- PAGE EXTRACT:
Staying Sane as a Mental Health Counselor

Mental health counseling can be a rigorous field. Find tips toward keeping your sanity.


Managing work stress is difficult for anyone, but if you work in the field of mental health counseling, you have the added challenge of delving into others’ emotional turmoil as a matter of course.

It’s not always easy to think about your own mental health when trying to help others.

The relationships you develop with clients are certainly rewarding, but it may also be a challenge to put them out of your mind at the end of the day to make sure that you keep your own sanity.

Mental Health Counseling Career Tips

Particularly at the beginning of your mental health counseling career, maintaining a healthy work-life balance takes discipline, but ultimately makes you more capable of helping your clients in the long run. Here are a few basic tips that can help you stay sane, both on and off the job:

  • Take time to unwind at the end of the day. Whether this means sitting quietly in a room or taking the dog for a walk, you’ll find it easier to transition from work to home if you take a short break in between. Disengage with a simple meditation and clear your mind at the end of each day.
  • Exercise. Studies show that regular exercise relieves tension and offers myriad health benefits. Even if you don’t have time for an hour-long workout, a few 10- to 15-minute periods of physical activity during the day can keep your mind and body in good shape.
  • Focus on what’s going right. It’s too easy to dwell on the negative aspects of your daily work. Take the time to consider what is going right in your profession. Keep a success journal. At least weekly, jot down everything that’s gone well or everything you’ve accomplished. When a client says something positive about you, don’t overlook it—then, if you hit a low point, you can review the compliments you have received over the years.
  • Take time off. From setting aside an evening each week to indulge in your favorite hobby to making sure you fit in two or three weeks of vacation each year, setting aside time for yourself is one of the most important ways you can replenish your energy. If possible, try to take at least one vacation a year that’s 10 days or longer. Experts agree that vacations of a week or more offer the most health benefits, and they’re also the most relaxing.
  • Build a strong support system. As a mental health counselor, the last thing you might feel like doing at the end of the day is taking time to catch up with friends and family, but nurturing your own relationships will help keep you grounded. You may also find it helpful to meet regularly with colleagues, who know what your daily work is like, or even to get professional counseling of your own.
  • Referral is the best medicine. Don’t be afraid to refer patients whose problems lie outside your expertise. While accepting challenging cases may be a good idea sometimes, it doesn’t always benefit you or the client. Referring patients to the mental health counselors best able to help them is a win-win for everyone involved.
  • Recognize the signs of burnout. If you find yourself dreading going into the office, experiencing difficulty concentrating during the day or having a hard time convincing yourself that what you’re doing really matters, it’s time to take serious steps toward renewing your energy and regaining your sense of purpose. Whether this involves taking a long vacation or seeking professional help, don’t hesitate to do what it takes to take care of yourself.

Putting even a few of these suggestions into regular practice can make a big difference. Being able to maintain a healthy balance will give you longevity, and it’s that longevity as a mental health counselor that will allow you to help more people successfully.

- ENTRIES SUPPLIED:
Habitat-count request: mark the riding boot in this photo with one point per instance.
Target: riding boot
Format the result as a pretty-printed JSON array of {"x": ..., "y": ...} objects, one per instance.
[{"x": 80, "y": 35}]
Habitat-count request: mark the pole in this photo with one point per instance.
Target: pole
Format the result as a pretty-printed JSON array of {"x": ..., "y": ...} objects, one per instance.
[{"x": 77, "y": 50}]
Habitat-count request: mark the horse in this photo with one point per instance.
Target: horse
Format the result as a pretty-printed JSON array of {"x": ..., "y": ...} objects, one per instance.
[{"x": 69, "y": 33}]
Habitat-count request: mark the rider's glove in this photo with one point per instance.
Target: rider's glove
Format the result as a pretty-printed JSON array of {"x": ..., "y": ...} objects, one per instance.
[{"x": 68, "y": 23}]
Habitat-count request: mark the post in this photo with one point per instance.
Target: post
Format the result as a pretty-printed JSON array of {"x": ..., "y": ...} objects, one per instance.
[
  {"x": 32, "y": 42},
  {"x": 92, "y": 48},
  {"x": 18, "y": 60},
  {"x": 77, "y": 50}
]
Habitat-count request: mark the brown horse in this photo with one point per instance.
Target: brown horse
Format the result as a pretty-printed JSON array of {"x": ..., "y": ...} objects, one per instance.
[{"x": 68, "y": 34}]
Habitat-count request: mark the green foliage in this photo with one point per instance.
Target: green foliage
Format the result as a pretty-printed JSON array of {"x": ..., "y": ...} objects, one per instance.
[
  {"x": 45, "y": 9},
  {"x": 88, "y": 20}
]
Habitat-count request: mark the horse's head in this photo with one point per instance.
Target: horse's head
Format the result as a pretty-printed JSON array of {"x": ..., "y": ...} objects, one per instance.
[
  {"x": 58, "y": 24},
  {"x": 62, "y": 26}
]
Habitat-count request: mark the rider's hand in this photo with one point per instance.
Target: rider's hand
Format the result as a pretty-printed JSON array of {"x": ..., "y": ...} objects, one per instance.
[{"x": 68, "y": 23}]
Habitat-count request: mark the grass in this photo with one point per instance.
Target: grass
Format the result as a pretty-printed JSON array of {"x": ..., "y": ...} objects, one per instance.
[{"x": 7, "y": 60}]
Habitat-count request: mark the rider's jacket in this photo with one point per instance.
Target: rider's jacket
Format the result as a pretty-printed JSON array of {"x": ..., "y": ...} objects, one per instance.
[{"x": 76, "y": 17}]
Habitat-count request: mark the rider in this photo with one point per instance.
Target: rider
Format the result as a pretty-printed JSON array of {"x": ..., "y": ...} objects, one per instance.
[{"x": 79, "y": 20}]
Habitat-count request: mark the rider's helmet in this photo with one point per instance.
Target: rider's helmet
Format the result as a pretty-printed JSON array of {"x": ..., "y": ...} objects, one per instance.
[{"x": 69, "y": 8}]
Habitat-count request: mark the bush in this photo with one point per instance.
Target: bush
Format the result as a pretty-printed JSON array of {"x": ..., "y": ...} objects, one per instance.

- WHAT NEEDS TO BE DONE: In the counseling article above, how long does it recommend at least one vacation each year should be?

- ANSWER SPACE: At least 10 days.